_Dataset rows_
****************

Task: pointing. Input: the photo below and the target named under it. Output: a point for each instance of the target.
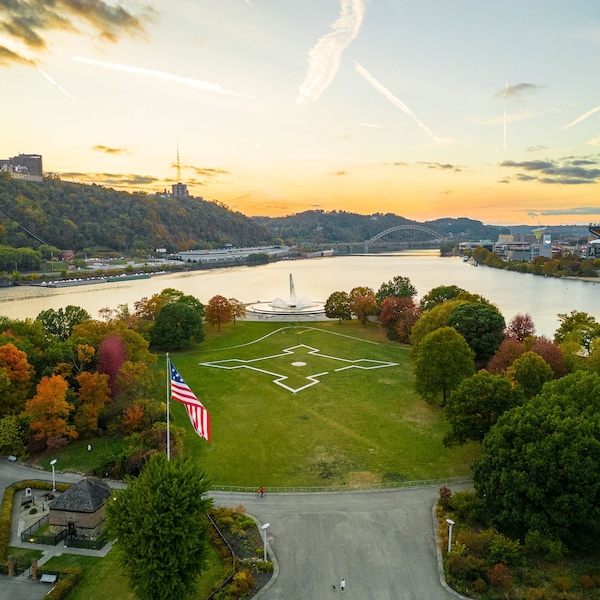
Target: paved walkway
(383, 543)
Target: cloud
(369, 125)
(29, 22)
(589, 113)
(441, 166)
(398, 103)
(116, 179)
(8, 57)
(580, 210)
(107, 150)
(324, 57)
(521, 89)
(163, 76)
(565, 171)
(208, 172)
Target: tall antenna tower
(178, 165)
(179, 189)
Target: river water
(315, 279)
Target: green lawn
(103, 579)
(354, 426)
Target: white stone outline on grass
(279, 378)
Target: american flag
(198, 415)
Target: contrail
(324, 57)
(56, 84)
(582, 117)
(397, 102)
(187, 81)
(504, 122)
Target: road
(383, 543)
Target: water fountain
(294, 307)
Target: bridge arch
(435, 234)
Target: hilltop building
(520, 247)
(24, 166)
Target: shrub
(563, 584)
(463, 568)
(242, 583)
(477, 543)
(538, 543)
(500, 577)
(445, 495)
(466, 506)
(586, 582)
(506, 551)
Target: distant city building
(229, 254)
(24, 166)
(521, 247)
(179, 189)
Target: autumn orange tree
(20, 373)
(93, 394)
(49, 411)
(218, 310)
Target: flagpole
(168, 397)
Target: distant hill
(89, 217)
(317, 226)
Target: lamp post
(52, 463)
(451, 523)
(264, 528)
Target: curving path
(382, 542)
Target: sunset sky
(488, 109)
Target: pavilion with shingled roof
(80, 509)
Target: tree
(399, 315)
(443, 360)
(59, 323)
(530, 371)
(49, 410)
(475, 405)
(551, 353)
(577, 326)
(219, 310)
(93, 395)
(509, 350)
(431, 320)
(238, 309)
(362, 303)
(481, 326)
(337, 306)
(111, 355)
(397, 287)
(538, 469)
(160, 528)
(520, 327)
(13, 362)
(439, 295)
(177, 325)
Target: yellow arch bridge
(436, 235)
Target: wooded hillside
(90, 217)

****************

_Exercise aim_
Repeat, without changes, every line from the one that contains "Target: autumn orange tree" through the final line of the data.

_Full response_
Target: autumn orange tree
(20, 373)
(93, 394)
(49, 411)
(218, 310)
Target: flagpole
(168, 397)
Target: distant hill
(89, 217)
(317, 226)
Target: lamp post
(52, 463)
(451, 523)
(264, 528)
Target: curving path
(382, 542)
Target: sunset sky
(488, 109)
Target: pavilion with shingled roof
(80, 509)
Target: tree
(399, 315)
(443, 360)
(59, 323)
(530, 371)
(49, 410)
(475, 405)
(551, 353)
(577, 326)
(219, 310)
(93, 395)
(509, 350)
(431, 320)
(238, 309)
(362, 303)
(481, 326)
(337, 306)
(111, 355)
(397, 287)
(538, 469)
(160, 528)
(520, 327)
(13, 362)
(439, 295)
(177, 325)
Target: yellow arch bridge
(436, 235)
Target: wooded hillside
(90, 217)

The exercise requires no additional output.